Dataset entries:
============================================================

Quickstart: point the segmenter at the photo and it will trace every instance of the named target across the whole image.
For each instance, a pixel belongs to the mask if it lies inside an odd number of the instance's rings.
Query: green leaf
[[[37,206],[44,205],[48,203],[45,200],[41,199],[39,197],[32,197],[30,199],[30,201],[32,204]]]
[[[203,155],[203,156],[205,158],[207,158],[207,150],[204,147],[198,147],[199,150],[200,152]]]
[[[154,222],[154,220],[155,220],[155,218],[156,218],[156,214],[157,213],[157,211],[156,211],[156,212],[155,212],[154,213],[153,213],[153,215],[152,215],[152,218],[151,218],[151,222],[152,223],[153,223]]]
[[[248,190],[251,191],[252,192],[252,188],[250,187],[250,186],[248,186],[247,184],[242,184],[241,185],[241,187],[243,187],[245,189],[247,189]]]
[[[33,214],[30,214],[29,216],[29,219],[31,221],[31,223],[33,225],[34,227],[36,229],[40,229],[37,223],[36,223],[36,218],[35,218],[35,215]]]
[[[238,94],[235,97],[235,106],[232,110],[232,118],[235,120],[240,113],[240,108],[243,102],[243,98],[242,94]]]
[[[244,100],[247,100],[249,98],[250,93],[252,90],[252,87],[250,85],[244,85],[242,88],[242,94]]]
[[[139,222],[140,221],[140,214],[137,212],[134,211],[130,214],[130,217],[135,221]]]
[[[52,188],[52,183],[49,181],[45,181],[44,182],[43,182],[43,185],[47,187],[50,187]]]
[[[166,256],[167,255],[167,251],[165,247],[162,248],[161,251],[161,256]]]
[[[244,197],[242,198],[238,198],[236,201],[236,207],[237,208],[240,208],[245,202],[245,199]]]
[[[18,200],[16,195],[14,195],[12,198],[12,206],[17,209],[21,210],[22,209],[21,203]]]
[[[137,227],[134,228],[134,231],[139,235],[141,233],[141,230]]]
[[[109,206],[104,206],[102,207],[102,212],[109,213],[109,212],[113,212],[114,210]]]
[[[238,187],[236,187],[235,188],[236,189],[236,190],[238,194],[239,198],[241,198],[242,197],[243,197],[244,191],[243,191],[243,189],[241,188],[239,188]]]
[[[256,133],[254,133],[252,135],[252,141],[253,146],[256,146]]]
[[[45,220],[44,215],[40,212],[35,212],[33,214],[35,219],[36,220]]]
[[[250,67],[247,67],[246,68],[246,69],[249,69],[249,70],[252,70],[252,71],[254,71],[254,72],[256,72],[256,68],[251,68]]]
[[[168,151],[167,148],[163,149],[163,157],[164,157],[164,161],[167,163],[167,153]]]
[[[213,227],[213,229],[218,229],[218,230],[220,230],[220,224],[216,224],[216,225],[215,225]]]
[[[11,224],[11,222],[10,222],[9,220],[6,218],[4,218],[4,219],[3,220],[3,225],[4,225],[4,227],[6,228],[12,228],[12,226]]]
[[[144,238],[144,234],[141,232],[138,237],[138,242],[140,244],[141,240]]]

============================================================

### Directive
Could you retype every one of the records above, line for line, without changing a single character?

### Correct response
Quickstart: point the segmenter at the photo and it will trace every instance of the named target across the whole image.
For each instance, a pixel belongs to the mask if it lies inside an odd number of the instance's rings.
Query: green leaf
[[[37,206],[44,205],[48,203],[45,200],[41,199],[39,197],[32,197],[30,199],[30,201],[32,204]]]
[[[203,155],[203,156],[205,158],[207,158],[207,150],[204,147],[198,147],[199,150],[200,152]]]
[[[154,222],[154,220],[155,220],[155,218],[156,218],[156,214],[157,213],[157,211],[156,211],[156,212],[155,212],[154,213],[153,213],[153,215],[152,215],[152,218],[151,218],[151,222],[152,223],[153,223]]]
[[[248,190],[251,191],[252,192],[252,188],[250,187],[250,186],[248,186],[247,184],[242,184],[241,185],[241,187],[243,187],[245,189],[247,189]]]
[[[33,214],[30,214],[29,216],[29,219],[31,221],[31,223],[33,225],[34,227],[36,229],[40,229],[37,223],[36,223],[36,218],[35,218],[35,215]]]
[[[238,94],[235,97],[235,106],[232,110],[232,118],[235,120],[240,113],[240,108],[243,102],[243,98],[242,94]]]
[[[244,100],[247,100],[249,98],[250,93],[252,90],[252,87],[250,85],[244,85],[242,88],[242,94]]]
[[[139,222],[140,221],[140,214],[137,212],[134,211],[130,214],[130,217],[135,221]]]
[[[52,188],[52,183],[49,181],[45,181],[44,182],[43,182],[43,185],[47,187],[50,187]]]
[[[166,256],[167,255],[167,251],[165,247],[162,248],[161,251],[161,256]]]
[[[244,197],[242,198],[238,198],[236,201],[236,207],[237,208],[240,208],[245,202],[245,199]]]
[[[18,200],[16,195],[14,195],[12,198],[12,206],[17,209],[21,210],[22,209],[21,203]]]
[[[137,227],[134,228],[134,231],[139,235],[141,233],[141,230]]]
[[[109,206],[104,206],[102,207],[102,212],[109,213],[109,212],[113,212],[114,210]]]
[[[238,187],[236,187],[235,188],[236,189],[236,190],[238,194],[239,198],[241,198],[242,197],[243,197],[244,191],[243,191],[243,189],[241,188],[239,188]]]
[[[256,133],[254,133],[252,135],[252,141],[253,146],[256,146]]]
[[[45,220],[44,215],[40,212],[35,212],[33,214],[35,219],[36,220]]]
[[[250,67],[247,67],[246,68],[246,69],[249,69],[249,70],[252,70],[252,71],[254,71],[254,72],[256,72],[256,68],[251,68]]]
[[[168,151],[167,148],[163,149],[163,157],[164,157],[164,161],[167,163],[167,153]]]
[[[213,227],[213,229],[218,229],[218,230],[220,230],[220,224],[216,224],[216,225],[215,225]]]
[[[11,224],[11,222],[10,222],[9,220],[6,218],[4,218],[4,219],[3,220],[3,225],[4,225],[4,227],[6,228],[12,228],[12,226]]]
[[[144,238],[144,234],[141,232],[138,237],[138,242],[140,244],[141,240]]]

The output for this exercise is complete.